* **Available records**:
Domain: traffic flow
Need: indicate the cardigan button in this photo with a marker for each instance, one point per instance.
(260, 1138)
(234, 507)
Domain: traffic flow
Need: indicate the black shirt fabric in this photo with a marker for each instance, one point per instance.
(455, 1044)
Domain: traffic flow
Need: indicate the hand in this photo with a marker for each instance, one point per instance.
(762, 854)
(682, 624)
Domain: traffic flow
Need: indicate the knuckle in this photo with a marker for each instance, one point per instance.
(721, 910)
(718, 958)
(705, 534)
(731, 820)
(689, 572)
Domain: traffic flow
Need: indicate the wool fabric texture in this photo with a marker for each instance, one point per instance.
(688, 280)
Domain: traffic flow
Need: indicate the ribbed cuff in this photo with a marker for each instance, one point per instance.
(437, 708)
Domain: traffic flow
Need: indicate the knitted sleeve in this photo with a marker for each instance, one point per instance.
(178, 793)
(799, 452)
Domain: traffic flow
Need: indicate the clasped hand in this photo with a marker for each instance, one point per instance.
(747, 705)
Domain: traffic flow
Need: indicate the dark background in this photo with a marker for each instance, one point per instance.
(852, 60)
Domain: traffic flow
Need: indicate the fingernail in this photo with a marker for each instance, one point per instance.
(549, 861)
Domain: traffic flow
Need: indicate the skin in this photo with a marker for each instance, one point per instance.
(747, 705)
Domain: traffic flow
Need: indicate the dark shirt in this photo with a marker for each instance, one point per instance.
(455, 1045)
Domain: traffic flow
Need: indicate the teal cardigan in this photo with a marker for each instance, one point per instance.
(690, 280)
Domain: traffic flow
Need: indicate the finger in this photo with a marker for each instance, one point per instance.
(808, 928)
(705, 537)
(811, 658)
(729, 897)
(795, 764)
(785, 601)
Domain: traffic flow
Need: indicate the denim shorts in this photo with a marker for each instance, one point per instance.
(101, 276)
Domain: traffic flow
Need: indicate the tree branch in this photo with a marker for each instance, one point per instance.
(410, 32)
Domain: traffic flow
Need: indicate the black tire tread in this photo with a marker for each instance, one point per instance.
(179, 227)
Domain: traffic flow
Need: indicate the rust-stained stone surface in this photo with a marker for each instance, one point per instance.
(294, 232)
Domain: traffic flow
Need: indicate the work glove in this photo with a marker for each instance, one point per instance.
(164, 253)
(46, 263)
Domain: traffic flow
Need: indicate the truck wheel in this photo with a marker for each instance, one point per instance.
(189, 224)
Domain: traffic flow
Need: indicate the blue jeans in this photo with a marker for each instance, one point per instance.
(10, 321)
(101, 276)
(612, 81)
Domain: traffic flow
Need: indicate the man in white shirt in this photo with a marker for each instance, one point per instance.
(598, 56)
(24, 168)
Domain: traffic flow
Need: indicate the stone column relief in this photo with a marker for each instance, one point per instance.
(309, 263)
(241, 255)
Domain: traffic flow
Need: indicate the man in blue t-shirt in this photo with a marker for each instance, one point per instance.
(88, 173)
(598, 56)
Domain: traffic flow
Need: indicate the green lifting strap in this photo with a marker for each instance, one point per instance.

* **Your objective**: For this exercise, repeat each line of the listing exactly.

* **Worked solution**:
Domain: traffic flow
Need: indicate the cardigan button in this photo with a marker for each instance, one point per instance.
(260, 1138)
(234, 507)
Domain: traffic flow
Need: indicate the black shirt fabric in this photo with a marker for each instance, one point per instance.
(455, 1044)
Domain: traffic flow
Need: indicate the hand in this photo with a marker for each instance, one point per instance.
(762, 854)
(682, 624)
Domain: traffic flow
Need: indicate the knuckle in this photo with a marker for each instance, one point per instance.
(721, 910)
(718, 958)
(705, 534)
(731, 820)
(689, 572)
Domain: traffic flow
Need: indicate the wool fabric texture in this photo with a marker for each instance, one point per instance.
(688, 280)
Domain: traffic flow
Need: indicate the ribbed cuff in this photo with a marker for each instance, one point per instance.
(437, 708)
Domain: traffic flow
Need: indicate the knitted sleeve in this photo with a marker for each instance, one point per instance.
(178, 793)
(799, 452)
Domain: traffic flow
Need: indicate the clasped hand in this photo with a marker for each instance, one point per instance.
(747, 705)
Domain: traffic flow
Need: indicate the dark background in this photo with a marker for each instance, one point per instance.
(852, 60)
Domain: traffic flow
Need: indicate the fingernail in this photo with a marker for each instance, one point per instance.
(549, 861)
Domain: traffic flow
Need: indicate the skin in this photo with a marker for each instance, one point per instance.
(747, 705)
Domain: traffic flow
Need: indicate the dark shirt in this photo with a marker for each instance, one point per instance.
(455, 1045)
Domain: traffic flow
Need: indicate the teal cardigan in this photo with a marker for each instance, one point per instance.
(690, 280)
Domain: traffic flow
Need: indicate the finger in this photo with a marker for each instance, one point per instance.
(808, 928)
(705, 537)
(811, 658)
(729, 897)
(795, 764)
(785, 601)
Domain: traffic flow
Need: indicate the denim shorts in this photo with a marker for each instance, one point per instance.
(101, 276)
Domain: traffic flow
Need: indicate the tree branch in this photo with a marker for each instance, one point per instance.
(410, 32)
Domain: traffic flow
Need: indicate the black tire tread in this photo with a marker for each instance, one point per instance.
(179, 227)
Domain: traffic flow
Need: indicate the rust-stained stone surface in this photo with a marker for each instance, one point per instance.
(294, 232)
Domain: traffic flow
Need: indicate the work glove in this photo with a marker for each instance, one point per instance.
(164, 253)
(46, 263)
Domain: traffic flow
Need: indicate the truck wheel in this photo with a marker for each instance, one point per instance.
(189, 224)
Domain: traffic flow
Need: indicate the blue jeans in this photo with a marker for each instance, one point per instance.
(10, 321)
(101, 276)
(612, 81)
Domain: traffic flow
Need: indicate the man in white shirt in this photo with a marker for each instance, one point per instance.
(598, 56)
(24, 168)
Domain: traffic flow
Need: indicate the stone column relief in this photo with a marker for each instance, one point per instance.
(309, 263)
(241, 255)
Domain: traffic flow
Need: indicate the man in blue t-shirt in this photo with a marker for each instance, one point per instance.
(88, 173)
(598, 56)
Domain: traffic flow
Need: indicate the green lifting strap in this photo with a marker for each instance, one point per instance.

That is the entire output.